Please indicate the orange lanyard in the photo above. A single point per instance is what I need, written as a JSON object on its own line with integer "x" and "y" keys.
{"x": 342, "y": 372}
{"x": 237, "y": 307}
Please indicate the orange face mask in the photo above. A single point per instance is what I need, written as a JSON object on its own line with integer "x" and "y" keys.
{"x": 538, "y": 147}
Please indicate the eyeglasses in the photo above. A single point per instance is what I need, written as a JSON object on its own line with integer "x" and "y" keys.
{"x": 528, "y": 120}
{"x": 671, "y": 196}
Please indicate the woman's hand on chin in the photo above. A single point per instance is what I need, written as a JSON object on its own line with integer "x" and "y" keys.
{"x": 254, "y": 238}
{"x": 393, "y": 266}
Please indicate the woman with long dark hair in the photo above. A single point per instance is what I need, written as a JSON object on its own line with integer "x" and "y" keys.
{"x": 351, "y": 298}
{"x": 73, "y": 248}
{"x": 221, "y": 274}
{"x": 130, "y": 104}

*WORK REQUIRED*:
Reproduce every line above verbatim, in the same order and with nothing added or left out.

*COMPLETED EXERCISE*:
Please indicate the orange lanyard in the photo above. A single point per instance is what I need, written as a JSON object on its own line with integer "x" and "y" keys.
{"x": 342, "y": 372}
{"x": 237, "y": 307}
Please indicate the orange face mask in the photo above. A single point per instance is what I need, written as a JSON object on its own line with integer "x" and "y" keys.
{"x": 538, "y": 147}
Please indicate the eyeglasses in the photo above. A single point per instance is what I need, written as a JSON object on its own line with integer "x" and "y" keys.
{"x": 528, "y": 120}
{"x": 671, "y": 196}
Please indicate the woman's hand on chin in the photo above. A single point per instance is what I need, written as a JSON object on its own line with integer "x" and "y" keys.
{"x": 254, "y": 238}
{"x": 393, "y": 266}
Please indicate the woman with long dark hair in the photo above. A single point per instance is what I need, written as a JSON object on its own line with integer "x" and "y" keys.
{"x": 351, "y": 298}
{"x": 73, "y": 248}
{"x": 221, "y": 274}
{"x": 130, "y": 104}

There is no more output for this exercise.